§ **Assignment**
Would you retype the whole listing verbatim, keeping pictures out of it?

BEGIN

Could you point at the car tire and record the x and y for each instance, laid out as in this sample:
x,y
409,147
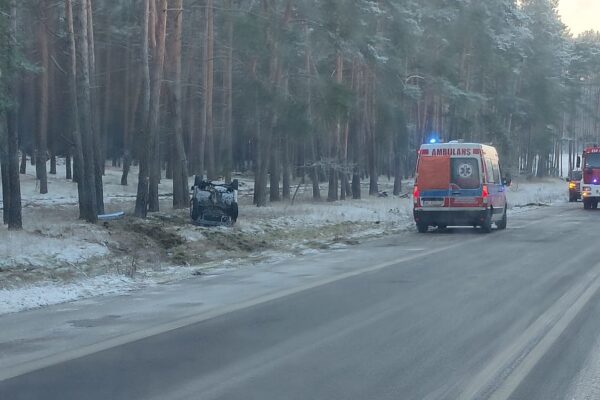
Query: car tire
x,y
486,225
503,222
196,211
422,227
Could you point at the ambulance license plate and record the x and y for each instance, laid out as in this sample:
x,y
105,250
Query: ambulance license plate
x,y
433,203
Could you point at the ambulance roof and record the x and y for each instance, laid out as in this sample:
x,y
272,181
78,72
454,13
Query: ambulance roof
x,y
458,145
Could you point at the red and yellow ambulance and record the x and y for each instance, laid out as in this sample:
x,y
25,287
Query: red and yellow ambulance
x,y
459,184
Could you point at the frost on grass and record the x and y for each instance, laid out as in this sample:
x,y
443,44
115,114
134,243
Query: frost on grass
x,y
57,258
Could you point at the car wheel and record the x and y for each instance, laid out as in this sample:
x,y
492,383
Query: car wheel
x,y
502,223
195,212
486,225
422,227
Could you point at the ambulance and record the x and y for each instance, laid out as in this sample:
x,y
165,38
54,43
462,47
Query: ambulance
x,y
459,184
589,162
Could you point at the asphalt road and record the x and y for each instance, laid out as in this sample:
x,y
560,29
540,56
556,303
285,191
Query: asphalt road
x,y
446,315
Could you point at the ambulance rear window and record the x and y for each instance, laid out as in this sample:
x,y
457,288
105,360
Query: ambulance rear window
x,y
465,173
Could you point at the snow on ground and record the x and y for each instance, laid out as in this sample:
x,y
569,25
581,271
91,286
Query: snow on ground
x,y
537,192
57,258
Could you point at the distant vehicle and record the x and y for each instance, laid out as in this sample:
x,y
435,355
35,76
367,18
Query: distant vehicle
x,y
589,162
214,203
575,185
459,184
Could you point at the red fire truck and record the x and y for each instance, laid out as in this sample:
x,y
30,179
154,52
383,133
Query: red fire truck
x,y
590,181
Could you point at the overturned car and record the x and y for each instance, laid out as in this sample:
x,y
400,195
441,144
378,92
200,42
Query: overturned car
x,y
214,203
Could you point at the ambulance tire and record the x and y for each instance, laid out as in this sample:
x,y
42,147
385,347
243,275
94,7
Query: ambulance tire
x,y
422,228
486,225
502,223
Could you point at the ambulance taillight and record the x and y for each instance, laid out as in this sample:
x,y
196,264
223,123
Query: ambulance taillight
x,y
416,195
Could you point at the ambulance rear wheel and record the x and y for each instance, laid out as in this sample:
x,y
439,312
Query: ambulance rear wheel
x,y
422,228
502,223
486,225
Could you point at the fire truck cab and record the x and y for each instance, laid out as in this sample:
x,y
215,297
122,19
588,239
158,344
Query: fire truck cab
x,y
459,184
590,182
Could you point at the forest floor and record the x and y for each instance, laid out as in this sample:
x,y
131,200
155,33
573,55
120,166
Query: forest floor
x,y
58,258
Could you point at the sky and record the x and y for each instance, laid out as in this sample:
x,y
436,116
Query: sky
x,y
580,15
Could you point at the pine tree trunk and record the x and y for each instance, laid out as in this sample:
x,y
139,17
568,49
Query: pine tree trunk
x,y
15,221
208,92
87,161
42,135
141,200
68,167
228,94
99,147
23,166
6,207
157,77
274,194
181,197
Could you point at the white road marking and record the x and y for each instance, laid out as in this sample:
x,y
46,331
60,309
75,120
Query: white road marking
x,y
587,384
30,366
546,329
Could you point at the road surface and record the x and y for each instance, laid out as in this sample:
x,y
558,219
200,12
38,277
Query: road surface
x,y
446,315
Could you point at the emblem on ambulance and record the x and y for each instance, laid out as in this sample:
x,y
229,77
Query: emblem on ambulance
x,y
465,170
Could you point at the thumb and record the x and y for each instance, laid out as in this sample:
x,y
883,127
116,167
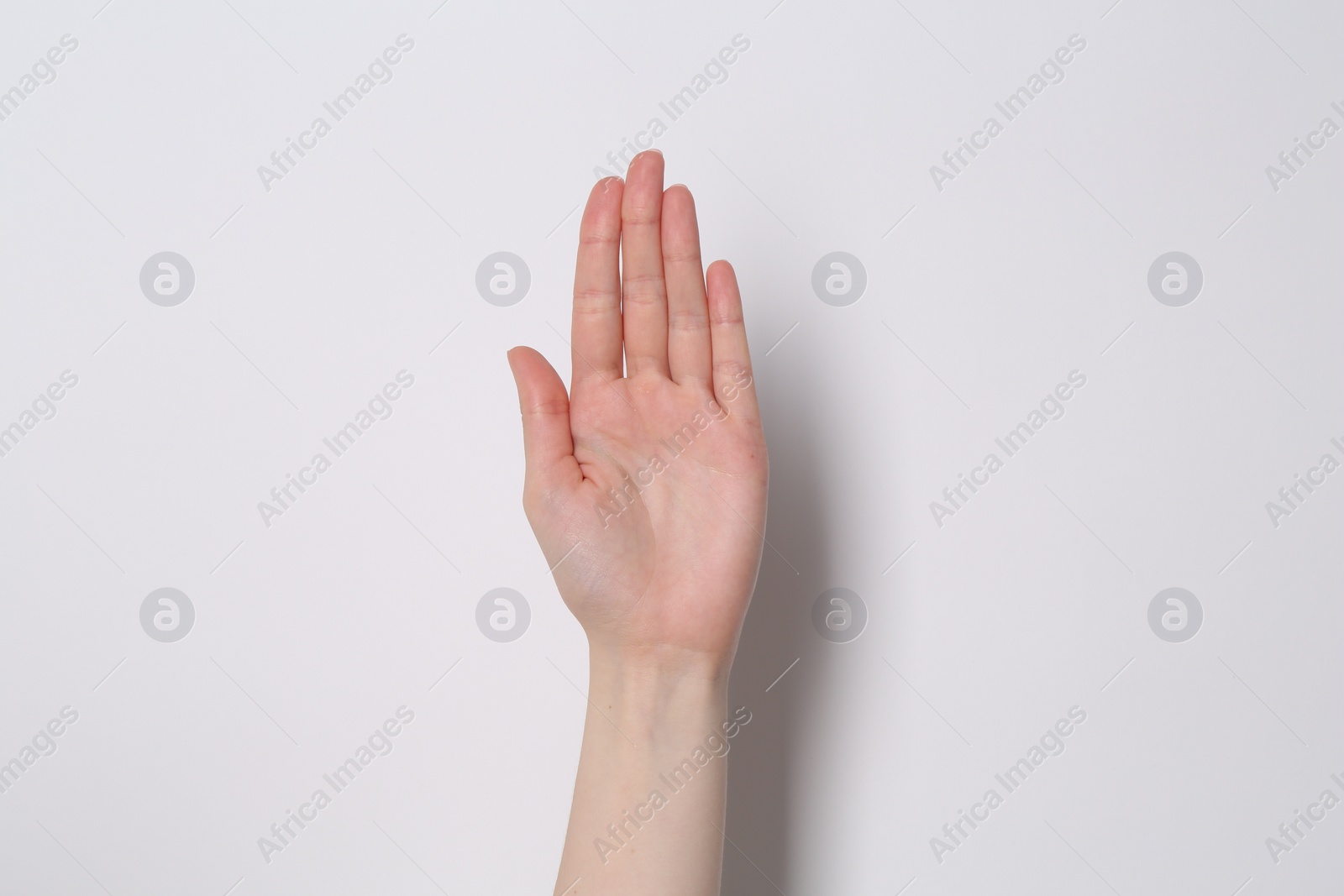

END

§ **Task result**
Could you point at the car tire and record the x and y for each instance, laid out as in this sample:
x,y
409,147
Query: car tire
x,y
486,225
503,222
196,211
422,227
Could you point at the ambulance license plate and record the x and y for each instance, laid out as in this sample:
x,y
105,250
Query: ambulance license plate
x,y
433,203
Could you point at the ambulance roof and record the x and y for each instance, laid out as in this sample:
x,y
272,181
78,72
454,13
Query: ambulance roof
x,y
458,145
Could you point at the red and yellow ambulance and record the x and y for each instance, laid out as in this sample:
x,y
25,287
Query: red and yellow ambulance
x,y
459,184
Could you point at the frost on grass and record the x and y for each instance, laid out as in this sample:
x,y
443,44
115,114
134,243
Query: frost on grass
x,y
57,258
Could you point at the car wheel and record the x and y for each instance, laid out as in this sample:
x,y
492,383
Query: car wheel
x,y
502,223
195,212
486,225
422,227
Could you point at the ambulance and record the x and y for each instance, laid out as in this sample:
x,y
165,38
54,43
462,47
Query: ambulance
x,y
459,184
589,162
Could you point at the asphalt road and record the x and y for each instance, laid out as in this sample:
x,y
560,29
540,56
556,303
285,191
Query: asphalt road
x,y
446,315
Could you point at the ambulance rear window and record the x and y for each instance, laid out as in this sample:
x,y
457,288
105,360
Query: ambulance rear window
x,y
465,173
Could you point at the snow on ground and record the x and y for each instance, laid out as in this sample:
x,y
569,25
581,271
91,286
Query: snow on ground
x,y
537,192
57,258
Could you point at the distant vehicle and record the x and y for each instance, laid out as in this sample:
x,y
435,355
35,76
367,18
Query: distant vehicle
x,y
589,162
214,203
575,185
459,184
Could you point at the red fire truck and record the x and y for each instance, laid out as in this sample:
x,y
30,179
154,52
383,133
Query: red fire truck
x,y
590,181
Could you point at the overturned car and record the x and y for each instance, laid out as in this sample:
x,y
400,195
441,144
378,92
200,42
Query: overturned car
x,y
214,203
Could you point at the ambulance tire and record the x and y for each instance, laid out as in this sample:
x,y
42,147
385,347
243,275
94,7
Query: ambulance tire
x,y
422,228
486,225
502,223
Could you point at the ambulance taillight and record the x and y for each instance, laid out as in this sample:
x,y
196,264
223,123
Query: ambulance taillight
x,y
416,195
Could you point at the ambulance rear wheel and record the x and y for each instance, laid out as in this sample:
x,y
439,312
Query: ambulance rear wheel
x,y
422,228
502,223
486,225
Could you point at the fire truck cab and record the x and y for each instance, laid out as in this sample:
x,y
215,297
122,19
588,239
158,344
Query: fire truck cab
x,y
459,184
590,182
Could you point at the forest floor and record the x and y for each instance, laid out as in this sample:
x,y
131,200
155,33
573,55
120,166
Query: forest floor
x,y
58,258
Could you point at the sky and record the x and y for each instance, laid out as in this sample:
x,y
436,116
Query: sky
x,y
580,15
Could you point at the pine tree trunk and record the x and y for each instance, laid out as in this sample:
x,y
139,17
568,49
Query: pine tree trunk
x,y
15,221
208,92
87,161
42,135
141,200
68,167
228,94
99,147
23,166
6,207
157,77
274,194
181,197
Could you point at the white road marking and record the x and y for each instance, laid out as in this sample:
x,y
46,331
60,309
75,120
Query: white road marking
x,y
587,384
30,366
546,329
Could you point at the road surface and record the x and y for each instance, laid out as in this sample:
x,y
558,219
200,12
38,277
Query: road surface
x,y
446,315
Could you point at the emblem on ambulance and record the x and y for each instance, laid out as in this sample:
x,y
229,77
Query: emblem on ambulance
x,y
465,170
Could you point at the thumb and record the x and y for each instance, laid out as in this sample:
x,y
883,127
116,167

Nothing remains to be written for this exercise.